» HOW TO COMPLETE THIS TASK: Copy out each line of the data below in which the string "target" appears.

Stored data entries:
Start of Block

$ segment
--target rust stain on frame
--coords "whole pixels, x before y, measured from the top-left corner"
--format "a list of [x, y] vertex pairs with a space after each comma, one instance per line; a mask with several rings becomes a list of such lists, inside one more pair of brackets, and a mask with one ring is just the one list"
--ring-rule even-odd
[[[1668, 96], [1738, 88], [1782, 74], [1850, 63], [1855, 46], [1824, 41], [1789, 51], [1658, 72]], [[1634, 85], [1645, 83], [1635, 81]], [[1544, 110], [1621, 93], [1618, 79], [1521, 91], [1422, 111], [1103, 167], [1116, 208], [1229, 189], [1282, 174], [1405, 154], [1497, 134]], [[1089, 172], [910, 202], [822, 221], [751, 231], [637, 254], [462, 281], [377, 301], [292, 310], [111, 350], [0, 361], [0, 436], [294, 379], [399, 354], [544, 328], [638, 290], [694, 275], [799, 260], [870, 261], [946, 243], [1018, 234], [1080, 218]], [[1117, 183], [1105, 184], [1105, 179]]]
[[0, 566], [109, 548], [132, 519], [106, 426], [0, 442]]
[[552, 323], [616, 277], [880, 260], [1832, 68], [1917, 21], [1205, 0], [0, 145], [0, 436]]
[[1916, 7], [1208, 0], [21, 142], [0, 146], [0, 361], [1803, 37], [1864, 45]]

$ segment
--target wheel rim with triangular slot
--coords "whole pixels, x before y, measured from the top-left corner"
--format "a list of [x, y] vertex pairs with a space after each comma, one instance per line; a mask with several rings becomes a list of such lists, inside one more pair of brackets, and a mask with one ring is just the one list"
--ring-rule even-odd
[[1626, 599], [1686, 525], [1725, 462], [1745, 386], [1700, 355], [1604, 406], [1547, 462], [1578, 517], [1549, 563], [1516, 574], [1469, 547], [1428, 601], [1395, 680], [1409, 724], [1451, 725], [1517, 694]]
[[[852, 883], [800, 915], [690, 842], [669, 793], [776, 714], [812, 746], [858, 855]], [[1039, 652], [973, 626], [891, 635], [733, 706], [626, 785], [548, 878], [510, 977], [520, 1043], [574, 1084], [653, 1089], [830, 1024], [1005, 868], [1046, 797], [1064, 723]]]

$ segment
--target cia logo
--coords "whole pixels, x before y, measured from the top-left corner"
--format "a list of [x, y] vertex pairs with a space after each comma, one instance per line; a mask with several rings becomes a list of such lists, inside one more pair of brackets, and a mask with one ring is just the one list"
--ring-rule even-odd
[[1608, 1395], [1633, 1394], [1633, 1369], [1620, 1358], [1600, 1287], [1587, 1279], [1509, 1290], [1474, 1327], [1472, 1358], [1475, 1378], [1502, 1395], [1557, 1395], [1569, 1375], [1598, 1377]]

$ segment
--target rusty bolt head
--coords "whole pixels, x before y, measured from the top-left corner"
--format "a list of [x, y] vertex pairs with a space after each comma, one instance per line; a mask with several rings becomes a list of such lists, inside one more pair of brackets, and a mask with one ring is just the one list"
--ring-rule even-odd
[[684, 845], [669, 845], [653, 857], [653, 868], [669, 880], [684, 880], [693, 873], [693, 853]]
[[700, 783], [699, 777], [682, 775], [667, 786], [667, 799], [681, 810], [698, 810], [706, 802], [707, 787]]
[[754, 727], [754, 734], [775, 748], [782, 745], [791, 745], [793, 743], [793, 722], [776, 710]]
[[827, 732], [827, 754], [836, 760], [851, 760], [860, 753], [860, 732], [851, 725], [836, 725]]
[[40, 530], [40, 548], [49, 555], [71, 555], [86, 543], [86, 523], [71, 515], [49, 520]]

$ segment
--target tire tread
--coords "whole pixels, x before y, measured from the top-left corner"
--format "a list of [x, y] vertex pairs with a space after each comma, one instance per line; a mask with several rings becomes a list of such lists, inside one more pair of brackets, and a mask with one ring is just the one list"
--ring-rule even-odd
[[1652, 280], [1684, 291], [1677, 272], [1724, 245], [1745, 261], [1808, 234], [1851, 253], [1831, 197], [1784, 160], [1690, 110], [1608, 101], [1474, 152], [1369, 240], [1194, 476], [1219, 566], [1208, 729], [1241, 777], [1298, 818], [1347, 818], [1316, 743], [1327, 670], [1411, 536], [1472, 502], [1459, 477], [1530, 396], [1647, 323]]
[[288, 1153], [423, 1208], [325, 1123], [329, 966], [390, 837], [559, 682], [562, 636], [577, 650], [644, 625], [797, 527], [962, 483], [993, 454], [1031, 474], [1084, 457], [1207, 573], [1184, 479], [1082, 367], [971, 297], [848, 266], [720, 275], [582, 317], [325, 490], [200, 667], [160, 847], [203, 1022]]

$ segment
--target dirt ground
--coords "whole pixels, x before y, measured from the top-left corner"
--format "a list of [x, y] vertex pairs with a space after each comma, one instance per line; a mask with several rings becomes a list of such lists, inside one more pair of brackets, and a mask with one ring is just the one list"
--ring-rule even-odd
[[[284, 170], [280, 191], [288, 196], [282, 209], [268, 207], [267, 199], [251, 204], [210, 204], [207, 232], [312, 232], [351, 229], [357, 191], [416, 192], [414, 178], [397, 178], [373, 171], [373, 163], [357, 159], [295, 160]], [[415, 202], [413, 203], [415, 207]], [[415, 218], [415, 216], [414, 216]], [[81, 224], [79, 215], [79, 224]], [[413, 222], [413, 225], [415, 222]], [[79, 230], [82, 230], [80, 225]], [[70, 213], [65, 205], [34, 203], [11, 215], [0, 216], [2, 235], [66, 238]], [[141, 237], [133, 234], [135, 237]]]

End of Block

» RESULT OF THIS TASK:
--target rust stain on frame
--target wheel rim with triangular slot
--target cia logo
--target rusty bolt head
--target tire tread
--target dirt ground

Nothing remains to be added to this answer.